==== Quoted passage
The inspiration has nothing to do with his ongoing competition with rookie Tevin Coleman.
Freeman referred to his 59-year-old grandmother, Calryn, as the strongest person he knows. He has watched her battle breast cancer courageously since 2012, and she took a major step toward recovery after a June 20 mastectomy.
"Yes, she’s beating cancer," he said. "My grandma, she’s strong. She’s a true survivor. She has always been the backbone. She always kept the family together. I really didn’t want to put it out there because I wanted to treat her regular so she could go about her everyday life, although she understood she had cancer."
Freeman couldn’t help but publicize the positive news after his grandmother’s surgery. He posted an Instagram picture of the two of them together after the procedure.
"He was like, 'I'm about to do this selfie right now,' and I was like, "I look a mess. I don’t even have any makeup on,'" Calryn Freeman said with a laugh. "I didn’t know he was going to put it on Instagram. That part, he tricked me. I thought he was kidding.
"He told me, 'You don’t need any makeup on, grandma. You look good the way you are.'"
Calryn still has obstacles to overcome. Among them, making sure no heart ailments or blood clotting occurs after the surgery.
"I’m not in pain right now," she said. "It’s God. I have the best doctor in the world and I’m feeling no pain. So I’m blessed.
"It’s been a big hospital bill, and Devonta offered to pay for everything. I told him, 'I can get my insurance. That’s what I worked all these years for.' … He loves me so much."
========
==== Data listing
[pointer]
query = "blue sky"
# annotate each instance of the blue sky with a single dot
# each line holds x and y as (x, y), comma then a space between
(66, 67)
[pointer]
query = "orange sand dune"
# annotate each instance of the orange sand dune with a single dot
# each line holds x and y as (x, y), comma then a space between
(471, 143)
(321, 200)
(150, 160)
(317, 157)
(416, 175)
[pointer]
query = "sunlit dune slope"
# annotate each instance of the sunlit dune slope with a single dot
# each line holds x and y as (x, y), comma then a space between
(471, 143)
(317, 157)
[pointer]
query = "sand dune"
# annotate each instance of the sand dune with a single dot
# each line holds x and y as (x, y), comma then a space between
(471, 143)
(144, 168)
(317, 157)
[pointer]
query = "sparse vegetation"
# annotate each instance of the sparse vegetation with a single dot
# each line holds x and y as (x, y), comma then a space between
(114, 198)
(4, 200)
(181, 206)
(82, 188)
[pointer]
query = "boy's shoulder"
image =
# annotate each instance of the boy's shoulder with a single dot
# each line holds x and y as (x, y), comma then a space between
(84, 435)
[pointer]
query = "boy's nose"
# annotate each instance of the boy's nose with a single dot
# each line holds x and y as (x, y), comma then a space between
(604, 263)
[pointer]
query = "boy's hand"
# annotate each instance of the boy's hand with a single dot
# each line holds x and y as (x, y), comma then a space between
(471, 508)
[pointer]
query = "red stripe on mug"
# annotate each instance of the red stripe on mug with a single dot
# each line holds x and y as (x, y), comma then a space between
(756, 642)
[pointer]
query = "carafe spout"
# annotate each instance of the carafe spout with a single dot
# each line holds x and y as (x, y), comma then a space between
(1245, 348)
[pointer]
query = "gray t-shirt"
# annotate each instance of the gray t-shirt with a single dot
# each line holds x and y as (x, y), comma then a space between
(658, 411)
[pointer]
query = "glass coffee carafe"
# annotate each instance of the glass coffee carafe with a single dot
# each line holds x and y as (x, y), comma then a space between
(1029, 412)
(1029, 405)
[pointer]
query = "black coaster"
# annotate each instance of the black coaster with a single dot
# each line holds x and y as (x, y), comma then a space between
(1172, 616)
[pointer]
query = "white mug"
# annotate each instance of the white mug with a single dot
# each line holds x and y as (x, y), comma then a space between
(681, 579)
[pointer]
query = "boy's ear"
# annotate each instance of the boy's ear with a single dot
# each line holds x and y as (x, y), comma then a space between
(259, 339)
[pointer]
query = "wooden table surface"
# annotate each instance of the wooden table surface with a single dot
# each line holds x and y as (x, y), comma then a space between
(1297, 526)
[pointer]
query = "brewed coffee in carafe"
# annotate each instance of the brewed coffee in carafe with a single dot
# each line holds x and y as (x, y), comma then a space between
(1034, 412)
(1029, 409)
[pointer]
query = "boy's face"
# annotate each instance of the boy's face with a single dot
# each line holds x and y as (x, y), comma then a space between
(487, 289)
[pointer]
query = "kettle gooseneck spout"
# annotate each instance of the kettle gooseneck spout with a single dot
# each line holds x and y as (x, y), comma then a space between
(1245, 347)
========
■ **Actions to take**:
**A)** In the article on Freeman's grandmother, copy everything from "Freeman couldn’t help" down to "he was kidding.".
**B)** According to the article on Freeman's grandmother, why had Freeman not wanted to make her cancer public?

■ **Exercise answers**:
**A)**
Freeman couldn’t help but publicize the positive news after his grandmother’s surgery. He posted an Instagram picture of the two of them together after the procedure.
"He was like, 'I'm about to do this selfie right now,' and I was like, "I look a mess. I don’t even have any makeup on,'" Calryn Freeman said with a laugh. "I didn’t know he was going to put it on Instagram. That part, he tricked me. I thought he was kidding.

**B)** He wanted to treat her regular so she could go about her everyday life, even though she understood she had cancer.